EXTRACTED RECORDS:
···

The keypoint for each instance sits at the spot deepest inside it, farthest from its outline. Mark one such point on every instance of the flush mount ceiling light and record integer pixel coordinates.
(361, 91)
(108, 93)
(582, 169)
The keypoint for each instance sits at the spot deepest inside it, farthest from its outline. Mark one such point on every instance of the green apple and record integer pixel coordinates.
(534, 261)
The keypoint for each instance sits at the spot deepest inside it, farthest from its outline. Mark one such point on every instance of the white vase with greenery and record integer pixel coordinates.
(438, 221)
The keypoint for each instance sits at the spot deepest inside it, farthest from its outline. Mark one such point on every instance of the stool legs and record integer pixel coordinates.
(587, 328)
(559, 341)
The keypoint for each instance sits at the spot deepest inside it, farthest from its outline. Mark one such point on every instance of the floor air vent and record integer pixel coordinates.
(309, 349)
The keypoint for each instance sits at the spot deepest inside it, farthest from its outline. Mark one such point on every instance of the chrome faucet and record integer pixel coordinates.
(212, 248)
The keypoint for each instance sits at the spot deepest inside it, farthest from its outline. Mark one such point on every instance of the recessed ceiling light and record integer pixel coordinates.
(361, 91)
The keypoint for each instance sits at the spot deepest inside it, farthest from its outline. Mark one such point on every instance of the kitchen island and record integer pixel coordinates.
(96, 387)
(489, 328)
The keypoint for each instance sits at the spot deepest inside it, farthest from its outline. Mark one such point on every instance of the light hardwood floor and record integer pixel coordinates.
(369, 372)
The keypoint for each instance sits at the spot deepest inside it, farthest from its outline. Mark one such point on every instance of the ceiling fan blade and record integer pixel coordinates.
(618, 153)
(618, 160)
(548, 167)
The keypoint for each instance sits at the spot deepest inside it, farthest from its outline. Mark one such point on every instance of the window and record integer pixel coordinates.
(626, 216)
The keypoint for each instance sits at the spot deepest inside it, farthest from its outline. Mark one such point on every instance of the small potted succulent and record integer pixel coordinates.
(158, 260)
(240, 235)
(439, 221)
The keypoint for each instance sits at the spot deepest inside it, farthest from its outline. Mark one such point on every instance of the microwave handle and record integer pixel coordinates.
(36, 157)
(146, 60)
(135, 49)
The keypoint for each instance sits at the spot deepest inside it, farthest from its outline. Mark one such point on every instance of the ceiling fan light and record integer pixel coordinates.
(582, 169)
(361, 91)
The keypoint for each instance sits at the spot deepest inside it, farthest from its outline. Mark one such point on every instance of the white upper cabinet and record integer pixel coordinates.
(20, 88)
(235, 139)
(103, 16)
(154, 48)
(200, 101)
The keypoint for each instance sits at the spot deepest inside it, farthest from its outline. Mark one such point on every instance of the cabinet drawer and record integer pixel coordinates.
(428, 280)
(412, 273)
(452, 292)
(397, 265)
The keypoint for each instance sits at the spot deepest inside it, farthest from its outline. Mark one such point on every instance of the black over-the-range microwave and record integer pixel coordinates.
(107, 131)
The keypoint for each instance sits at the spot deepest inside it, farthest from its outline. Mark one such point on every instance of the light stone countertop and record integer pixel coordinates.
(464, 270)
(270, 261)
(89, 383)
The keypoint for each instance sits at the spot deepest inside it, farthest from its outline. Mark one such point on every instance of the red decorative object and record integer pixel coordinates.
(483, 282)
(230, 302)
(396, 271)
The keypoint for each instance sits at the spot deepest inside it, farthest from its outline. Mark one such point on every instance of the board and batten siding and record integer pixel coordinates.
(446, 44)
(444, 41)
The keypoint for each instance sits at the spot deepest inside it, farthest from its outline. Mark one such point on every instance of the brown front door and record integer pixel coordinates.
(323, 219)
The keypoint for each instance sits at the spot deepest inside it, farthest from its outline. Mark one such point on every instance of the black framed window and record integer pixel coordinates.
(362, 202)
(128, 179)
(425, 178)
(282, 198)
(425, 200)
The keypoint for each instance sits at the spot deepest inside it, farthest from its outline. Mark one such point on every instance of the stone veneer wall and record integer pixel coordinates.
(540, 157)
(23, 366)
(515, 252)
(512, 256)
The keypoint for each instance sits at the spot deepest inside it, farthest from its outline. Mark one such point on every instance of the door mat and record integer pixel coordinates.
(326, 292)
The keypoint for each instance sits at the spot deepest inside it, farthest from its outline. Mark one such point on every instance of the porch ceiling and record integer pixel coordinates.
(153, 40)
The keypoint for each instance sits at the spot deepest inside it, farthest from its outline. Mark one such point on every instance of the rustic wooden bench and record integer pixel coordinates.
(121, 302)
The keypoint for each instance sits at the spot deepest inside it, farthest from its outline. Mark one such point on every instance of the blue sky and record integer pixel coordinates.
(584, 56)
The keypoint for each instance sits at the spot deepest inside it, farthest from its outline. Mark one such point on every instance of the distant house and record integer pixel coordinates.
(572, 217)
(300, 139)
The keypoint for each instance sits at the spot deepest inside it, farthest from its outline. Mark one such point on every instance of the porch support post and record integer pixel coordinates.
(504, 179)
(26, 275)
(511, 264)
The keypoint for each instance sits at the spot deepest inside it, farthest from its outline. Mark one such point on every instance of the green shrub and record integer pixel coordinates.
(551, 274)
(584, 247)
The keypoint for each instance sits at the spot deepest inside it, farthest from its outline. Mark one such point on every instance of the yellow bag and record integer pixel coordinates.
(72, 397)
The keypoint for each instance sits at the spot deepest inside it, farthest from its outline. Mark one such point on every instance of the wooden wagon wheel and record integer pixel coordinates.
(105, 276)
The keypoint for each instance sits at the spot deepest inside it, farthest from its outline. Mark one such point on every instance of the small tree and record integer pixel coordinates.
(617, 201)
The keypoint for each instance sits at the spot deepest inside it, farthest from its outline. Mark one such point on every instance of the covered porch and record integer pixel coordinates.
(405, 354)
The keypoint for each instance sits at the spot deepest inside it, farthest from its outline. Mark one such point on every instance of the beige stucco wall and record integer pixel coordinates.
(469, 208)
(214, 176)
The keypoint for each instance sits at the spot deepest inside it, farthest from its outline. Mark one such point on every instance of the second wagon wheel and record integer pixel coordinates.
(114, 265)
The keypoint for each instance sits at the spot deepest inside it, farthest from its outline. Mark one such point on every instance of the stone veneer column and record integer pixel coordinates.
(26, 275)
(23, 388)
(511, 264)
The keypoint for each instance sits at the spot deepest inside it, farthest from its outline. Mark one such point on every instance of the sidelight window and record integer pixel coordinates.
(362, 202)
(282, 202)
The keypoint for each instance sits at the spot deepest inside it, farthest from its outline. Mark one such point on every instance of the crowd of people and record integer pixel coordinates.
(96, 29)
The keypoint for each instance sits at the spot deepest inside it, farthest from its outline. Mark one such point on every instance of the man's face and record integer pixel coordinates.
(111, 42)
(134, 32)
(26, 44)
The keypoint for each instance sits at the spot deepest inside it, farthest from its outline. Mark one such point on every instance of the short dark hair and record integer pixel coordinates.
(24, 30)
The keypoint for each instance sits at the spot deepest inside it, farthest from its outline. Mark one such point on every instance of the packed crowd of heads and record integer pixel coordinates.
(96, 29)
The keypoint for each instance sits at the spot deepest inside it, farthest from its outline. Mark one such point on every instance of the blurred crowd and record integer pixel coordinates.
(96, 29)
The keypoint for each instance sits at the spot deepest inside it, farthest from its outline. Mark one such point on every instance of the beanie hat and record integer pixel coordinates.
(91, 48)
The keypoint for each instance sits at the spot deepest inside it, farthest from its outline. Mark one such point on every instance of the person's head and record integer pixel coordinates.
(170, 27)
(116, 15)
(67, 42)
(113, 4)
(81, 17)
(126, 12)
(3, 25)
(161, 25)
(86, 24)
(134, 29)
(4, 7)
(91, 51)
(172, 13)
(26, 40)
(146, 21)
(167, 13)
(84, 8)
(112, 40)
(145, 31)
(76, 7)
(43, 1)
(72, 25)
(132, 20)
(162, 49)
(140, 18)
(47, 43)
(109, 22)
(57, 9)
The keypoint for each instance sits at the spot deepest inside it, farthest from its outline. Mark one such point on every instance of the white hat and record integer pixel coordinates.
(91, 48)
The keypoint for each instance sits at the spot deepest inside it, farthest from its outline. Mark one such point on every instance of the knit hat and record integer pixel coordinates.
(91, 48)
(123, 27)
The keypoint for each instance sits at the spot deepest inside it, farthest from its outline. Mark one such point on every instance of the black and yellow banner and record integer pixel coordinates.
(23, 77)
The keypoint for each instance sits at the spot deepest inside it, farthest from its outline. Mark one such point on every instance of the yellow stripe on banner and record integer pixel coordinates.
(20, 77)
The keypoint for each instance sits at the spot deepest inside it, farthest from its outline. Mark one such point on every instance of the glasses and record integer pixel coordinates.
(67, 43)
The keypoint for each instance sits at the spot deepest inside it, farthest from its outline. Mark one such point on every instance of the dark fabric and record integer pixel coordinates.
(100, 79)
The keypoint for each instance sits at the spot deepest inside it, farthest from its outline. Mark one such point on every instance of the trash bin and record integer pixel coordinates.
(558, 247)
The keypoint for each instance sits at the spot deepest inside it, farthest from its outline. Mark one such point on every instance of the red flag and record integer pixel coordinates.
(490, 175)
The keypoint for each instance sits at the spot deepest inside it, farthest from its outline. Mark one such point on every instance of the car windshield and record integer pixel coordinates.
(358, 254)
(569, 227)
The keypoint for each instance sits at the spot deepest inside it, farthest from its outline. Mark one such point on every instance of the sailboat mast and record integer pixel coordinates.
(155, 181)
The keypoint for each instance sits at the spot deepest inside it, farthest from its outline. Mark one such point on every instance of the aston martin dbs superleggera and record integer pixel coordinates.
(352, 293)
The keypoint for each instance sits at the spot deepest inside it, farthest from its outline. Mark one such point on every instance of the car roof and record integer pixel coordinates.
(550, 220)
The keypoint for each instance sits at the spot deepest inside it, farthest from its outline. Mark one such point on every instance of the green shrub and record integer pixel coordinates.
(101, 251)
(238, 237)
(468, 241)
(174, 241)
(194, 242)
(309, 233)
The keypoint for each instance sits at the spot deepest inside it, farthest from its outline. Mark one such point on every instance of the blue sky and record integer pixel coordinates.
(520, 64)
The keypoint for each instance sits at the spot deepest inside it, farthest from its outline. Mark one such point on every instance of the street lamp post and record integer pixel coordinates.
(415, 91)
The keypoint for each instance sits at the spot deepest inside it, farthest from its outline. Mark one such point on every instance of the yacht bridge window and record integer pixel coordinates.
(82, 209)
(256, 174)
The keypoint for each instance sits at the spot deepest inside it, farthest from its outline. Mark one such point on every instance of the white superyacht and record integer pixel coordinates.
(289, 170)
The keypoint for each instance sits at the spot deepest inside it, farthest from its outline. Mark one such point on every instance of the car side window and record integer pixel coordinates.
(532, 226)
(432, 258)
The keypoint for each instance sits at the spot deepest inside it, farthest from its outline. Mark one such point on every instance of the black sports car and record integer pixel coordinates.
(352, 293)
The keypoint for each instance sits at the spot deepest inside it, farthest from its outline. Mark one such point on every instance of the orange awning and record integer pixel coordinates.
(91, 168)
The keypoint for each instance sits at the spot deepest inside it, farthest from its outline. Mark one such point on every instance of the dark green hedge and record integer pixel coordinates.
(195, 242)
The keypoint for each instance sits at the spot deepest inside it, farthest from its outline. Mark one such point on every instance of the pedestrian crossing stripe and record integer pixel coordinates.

···

EXERCISE DESCRIPTION: Put the lines of the records above into a Markdown table with two columns: Row, which numbers each line, and Text, which holds the line. Start with the line that contains "car and record integer pixel coordinates.", continue up to and including the final line of the records, and leave out blank lines.

TASK RESPONSE:
| Row | Text |
|---|---|
| 1 | The keypoint for each instance sits at the spot deepest inside it, farthest from its outline. Mark one such point on every instance of the black sports car and record integer pixel coordinates. |
| 2 | (352, 293) |
| 3 | The keypoint for each instance sits at the spot deepest inside it, farthest from its outline. Mark one such point on every instance of the orange awning and record integer pixel coordinates. |
| 4 | (91, 168) |
| 5 | The keypoint for each instance sits at the spot deepest inside it, farthest from its outline. Mark one such point on every instance of the dark green hedge and record integer pixel coordinates. |
| 6 | (195, 242) |
| 7 | The keypoint for each instance sits at the spot deepest inside it, farthest from its outline. Mark one such point on every instance of the pedestrian crossing stripe and record integer pixel coordinates. |